• [Records for the task]
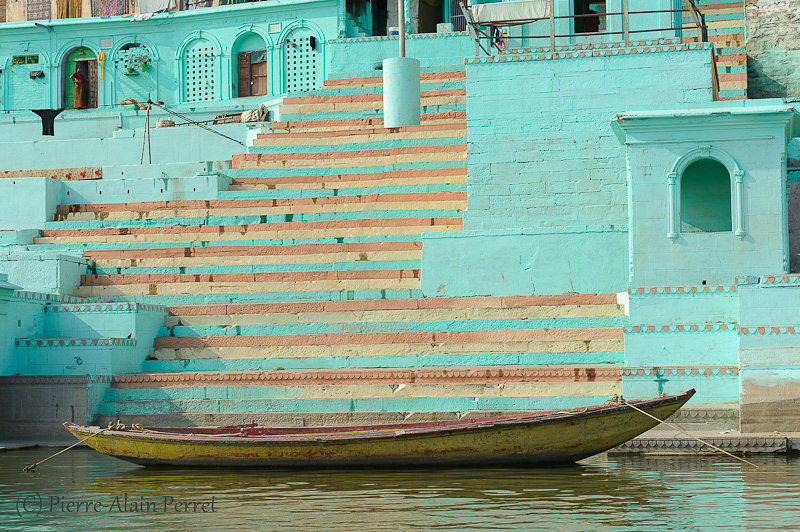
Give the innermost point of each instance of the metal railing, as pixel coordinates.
(488, 31)
(690, 7)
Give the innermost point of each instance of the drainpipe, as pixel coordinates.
(401, 83)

• [The task] Search the data for "Give the innermost point of each instance of the drainpipe, as". Beginning with that line, set down every line through the last exactly.

• [Completed task]
Give the innermost point of each instance of the drainpipe, as pixel coordinates.
(401, 83)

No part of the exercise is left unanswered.